After receiving the electronic files 165 (at block 205), the electronic processor 125 analyzes the electronic file 165 using machine learning to develop a classification model (at block 210). Although various machine learning techniques can be used, in some embodiments, the learning engine 145 uses a deep neural network (DNN) to train or generate a classification model. In some embodiments, the DNN includes the following layers: (a) an embedding layer, (b) two convolutional/max pooling layers, (c) a dropout layer, (d) a dense layer, and (e) a dense layer. An embedding layer is generally a mapping of discrete variables into a vector of continuous numbers (which provides a more manageable representation of content). A convolutional layer generally consists of a set of learnable filters. A max pooling layer is generally used to return/extract dominant features (a maximum value), such as the most important words or phrases in text. A dropout layer generally is a process of regularization to decrease overfitting. A dense layer generally connects all inputs directly to an output.
In some embodiments, multiple classification models may be developed, such as models for specific types of electronic files, specific groups of users (such as a tenant), a specific user, a specific industry, or the like. Also, in some embodiments, different classification models may be generated to analyze and classify an electronic file in real-time (for example, as a user types) than to analyze and classify an electronic file in a non-real-time situation, such as when a file is saved, opened, or at a user-request when additional content or modifications to content are not currently being made. Different training data may be used to create each of these models.
_____
SET PROBLEM A: Output the listing from its first line through the line containing "[380,19,1074,242]", inclusive, as a numbered list with blank lines omitted.
The listing below bears no relation to the classification model passage.

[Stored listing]
_____
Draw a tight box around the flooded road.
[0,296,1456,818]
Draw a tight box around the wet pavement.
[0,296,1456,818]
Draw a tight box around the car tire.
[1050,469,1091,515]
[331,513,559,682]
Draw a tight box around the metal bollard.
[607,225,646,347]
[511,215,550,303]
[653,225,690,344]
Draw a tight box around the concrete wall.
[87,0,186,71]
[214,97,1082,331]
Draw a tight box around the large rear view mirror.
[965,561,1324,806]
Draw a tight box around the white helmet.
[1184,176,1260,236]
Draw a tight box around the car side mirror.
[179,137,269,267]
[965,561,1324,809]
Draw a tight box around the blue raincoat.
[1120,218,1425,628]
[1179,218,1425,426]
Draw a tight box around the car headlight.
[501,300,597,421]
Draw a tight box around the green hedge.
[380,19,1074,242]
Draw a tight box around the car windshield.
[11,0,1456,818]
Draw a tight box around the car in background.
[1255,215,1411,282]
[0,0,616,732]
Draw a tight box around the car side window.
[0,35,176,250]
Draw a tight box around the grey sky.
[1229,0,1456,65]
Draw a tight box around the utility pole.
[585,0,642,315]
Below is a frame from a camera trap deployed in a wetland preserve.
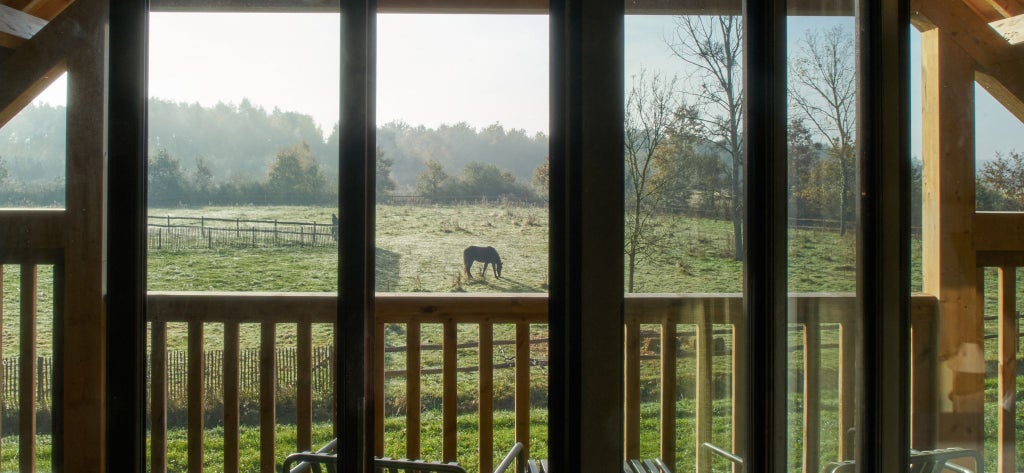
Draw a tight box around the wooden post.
[479,323,495,472]
[662,316,675,471]
[921,29,984,450]
[996,267,1018,473]
[515,324,529,459]
[295,321,313,452]
[259,323,278,473]
[224,321,240,473]
[150,321,167,473]
[405,321,421,459]
[624,319,640,459]
[17,264,37,471]
[693,301,715,473]
[63,0,110,466]
[441,320,459,462]
[187,321,206,473]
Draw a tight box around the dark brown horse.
[462,247,502,280]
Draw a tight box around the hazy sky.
[32,13,1024,159]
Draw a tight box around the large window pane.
[787,10,861,472]
[624,9,744,471]
[147,12,340,471]
[376,14,549,471]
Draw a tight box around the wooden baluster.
[259,321,278,473]
[659,316,677,471]
[839,318,857,460]
[295,321,313,452]
[515,323,529,459]
[150,321,167,473]
[188,321,206,473]
[726,297,751,473]
[224,321,240,473]
[406,321,421,459]
[996,267,1018,473]
[478,323,495,472]
[624,319,640,459]
[913,297,939,450]
[0,264,3,458]
[798,305,821,473]
[441,320,459,462]
[694,301,714,473]
[372,323,384,457]
[17,264,38,472]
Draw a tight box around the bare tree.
[665,16,743,260]
[790,26,857,234]
[625,70,679,292]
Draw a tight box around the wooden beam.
[911,0,1024,126]
[974,212,1024,252]
[988,14,1024,45]
[61,0,110,473]
[921,28,988,447]
[0,4,46,40]
[964,0,1024,22]
[0,0,97,127]
[151,0,853,16]
[0,209,65,250]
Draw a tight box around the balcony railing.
[147,293,936,472]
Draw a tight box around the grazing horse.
[462,247,502,280]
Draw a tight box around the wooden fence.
[146,215,338,250]
[0,356,53,411]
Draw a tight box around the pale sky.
[29,13,1024,160]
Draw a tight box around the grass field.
[0,204,1024,471]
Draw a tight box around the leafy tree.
[193,157,213,199]
[790,26,857,234]
[377,147,395,202]
[266,141,327,204]
[534,156,551,200]
[416,160,452,198]
[0,156,10,184]
[666,15,743,260]
[625,70,679,292]
[786,118,822,218]
[148,148,189,206]
[977,151,1024,211]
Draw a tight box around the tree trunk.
[732,155,743,261]
[628,252,637,293]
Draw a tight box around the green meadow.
[0,203,1024,471]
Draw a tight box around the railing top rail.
[147,292,936,325]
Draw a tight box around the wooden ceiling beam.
[0,5,46,40]
[151,0,854,16]
[910,0,1024,122]
[0,0,100,127]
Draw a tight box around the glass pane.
[975,84,1024,471]
[787,7,861,472]
[376,13,549,471]
[624,2,744,471]
[911,3,1024,471]
[147,8,340,471]
[0,75,68,208]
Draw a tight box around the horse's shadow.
[469,275,545,293]
[374,247,401,293]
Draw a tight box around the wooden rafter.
[988,14,1024,45]
[0,5,46,40]
[911,0,1024,122]
[0,0,96,126]
[964,0,1024,22]
[151,0,853,15]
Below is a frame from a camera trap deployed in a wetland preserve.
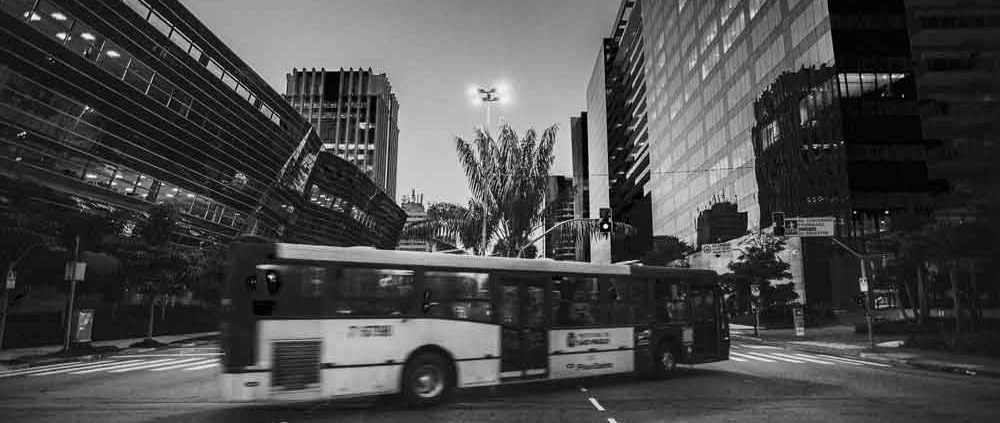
_____
SET PROBLEM B: Echo the classification model passage word for word, from "In some embodiments, multiple" through "of these models.", inclusive.

WRITTEN RESPONSE A:
1. Draw a tight box around the flooded road.
2. [0,296,1456,818]
3. Draw a tight box around the wet pavement.
4. [0,296,1456,818]
5. Draw a tight box around the car tire.
6. [1050,469,1091,515]
7. [331,513,559,682]
8. Draw a tight box around the metal bollard.
9. [607,225,646,347]
10. [511,215,550,303]
11. [653,225,690,344]
12. Draw a tight box around the concrete wall.
13. [87,0,186,71]
14. [214,97,1082,331]
15. Draw a tight box around the large rear view mirror.
16. [965,561,1324,806]
17. Draw a tight box around the white helmet.
18. [1184,176,1260,236]
19. Draw a tight box around the car side mirror.
20. [179,137,269,267]
21. [965,561,1324,809]
22. Draw a tight box around the blue raincoat.
23. [1120,218,1425,628]
24. [1179,218,1425,426]
25. Draw a tight box around the car headlight.
26. [501,300,597,421]
27. Draw a tight box around the green hedge.
28. [380,19,1074,242]

WRITTEN RESPONSE B:
In some embodiments, multiple classification models may be developed, such as models for specific types of electronic files, specific groups of users (such as a tenant), a specific user, a specific industry, or the like. Also, in some embodiments, different classification models may be generated to analyze and classify an electronic file in real-time (for example, as a user types) than to analyze and classify an electronic file in a non-real-time situation, such as when a file is saved, opened, or at a user-request when additional content or modifications to content are not currently being made. Different training data may be used to create each of these models.